====== Input rows

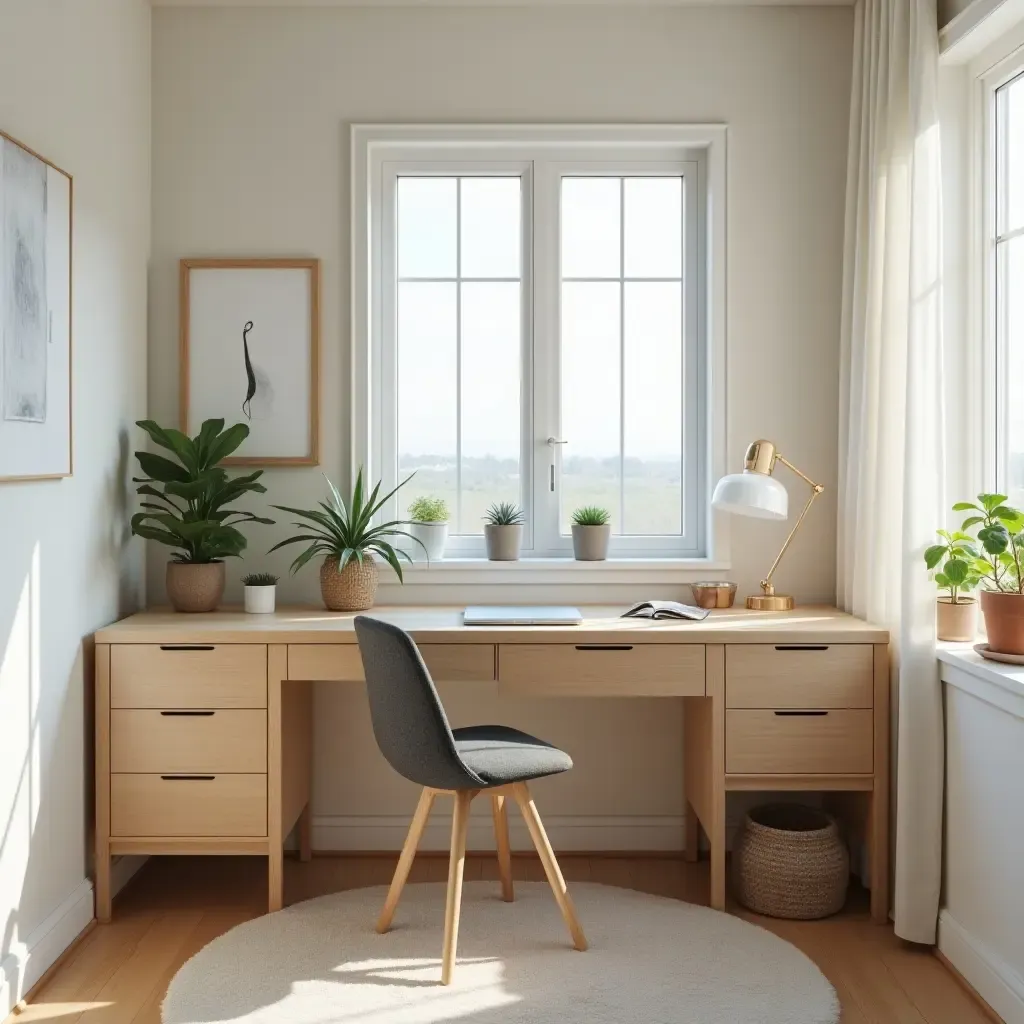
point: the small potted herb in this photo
(261, 589)
(503, 531)
(591, 534)
(429, 518)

============

Given request:
Which lines in the material above contain the word "this"? Pull out each of them.

The reply:
point: the small potted herb in this photo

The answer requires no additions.